*What you will do:* Would you please copy every line from the records that contains the word "below"?

Records contained in a dataset
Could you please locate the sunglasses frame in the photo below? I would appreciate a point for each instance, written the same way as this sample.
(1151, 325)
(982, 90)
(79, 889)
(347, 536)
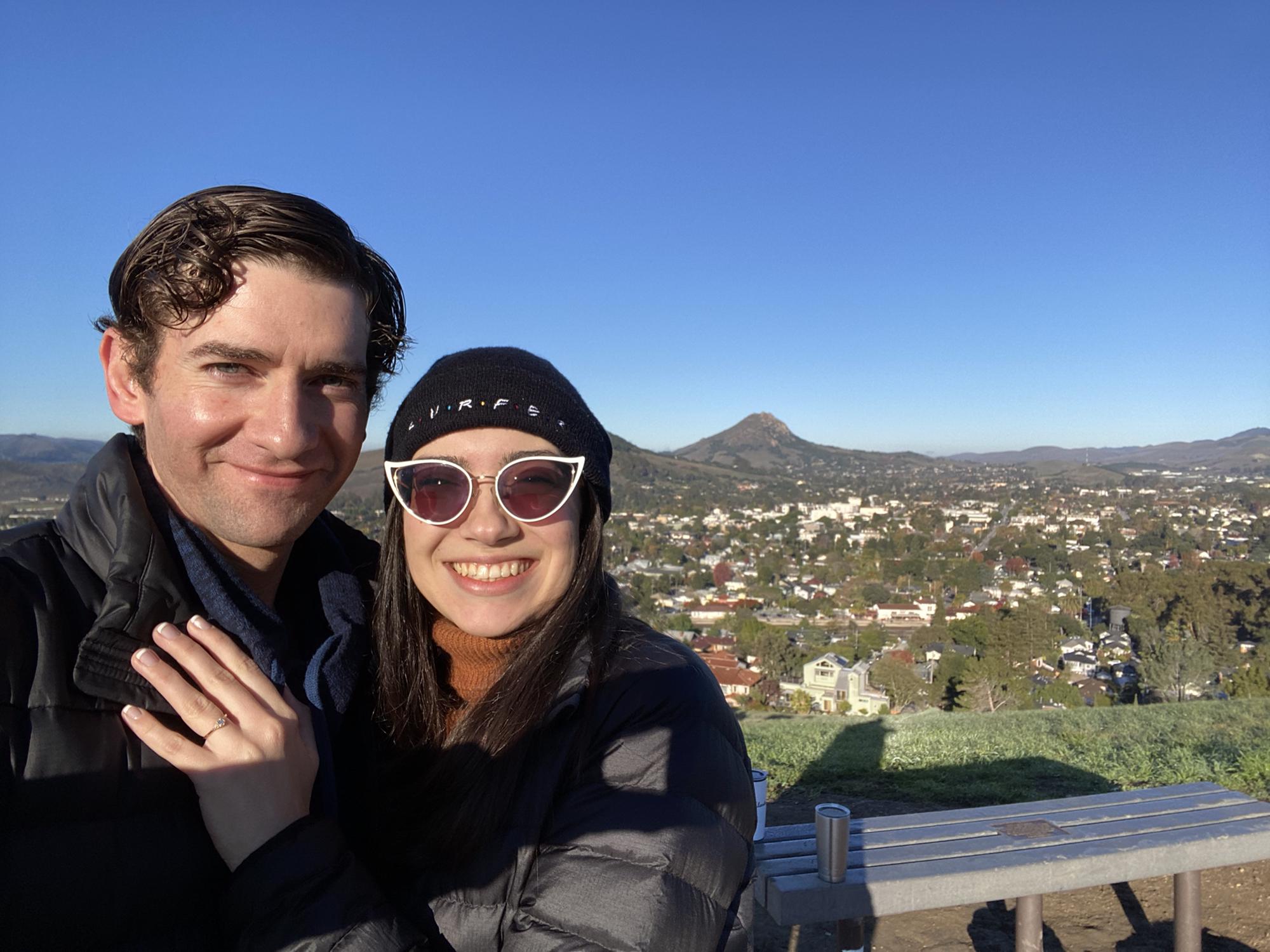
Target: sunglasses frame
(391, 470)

---

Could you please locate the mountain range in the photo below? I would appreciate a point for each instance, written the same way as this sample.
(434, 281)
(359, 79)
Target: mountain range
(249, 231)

* * *

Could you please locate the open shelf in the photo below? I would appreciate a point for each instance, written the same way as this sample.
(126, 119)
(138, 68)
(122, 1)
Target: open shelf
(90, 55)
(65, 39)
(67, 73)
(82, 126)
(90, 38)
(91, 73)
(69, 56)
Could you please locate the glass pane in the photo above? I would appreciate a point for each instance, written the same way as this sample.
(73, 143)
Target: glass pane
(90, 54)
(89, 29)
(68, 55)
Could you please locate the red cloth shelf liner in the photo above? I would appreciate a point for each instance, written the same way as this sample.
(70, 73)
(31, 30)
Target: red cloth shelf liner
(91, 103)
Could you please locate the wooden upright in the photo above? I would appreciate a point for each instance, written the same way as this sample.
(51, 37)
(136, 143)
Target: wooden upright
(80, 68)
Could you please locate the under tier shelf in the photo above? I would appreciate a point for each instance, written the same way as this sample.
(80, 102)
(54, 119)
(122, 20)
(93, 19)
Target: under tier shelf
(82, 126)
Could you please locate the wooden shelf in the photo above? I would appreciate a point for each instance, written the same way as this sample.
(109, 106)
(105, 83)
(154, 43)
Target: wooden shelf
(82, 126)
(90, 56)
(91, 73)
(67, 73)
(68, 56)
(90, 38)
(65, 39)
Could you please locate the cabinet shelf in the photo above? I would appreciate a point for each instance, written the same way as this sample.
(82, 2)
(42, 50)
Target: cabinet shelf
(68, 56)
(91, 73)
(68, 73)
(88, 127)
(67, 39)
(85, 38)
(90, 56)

*Your response:*
Could you please locate the sunglasses frame in the photo below? I would appreciate a point for each instance, written the same way as this sample.
Could you please locate the mountain range in the photo below? I would appreciate a point for each instance, written the same way as this sample.
Could you please locate the open shelf in the photo below? I would appreciate a point for each instance, written the same way as this sample.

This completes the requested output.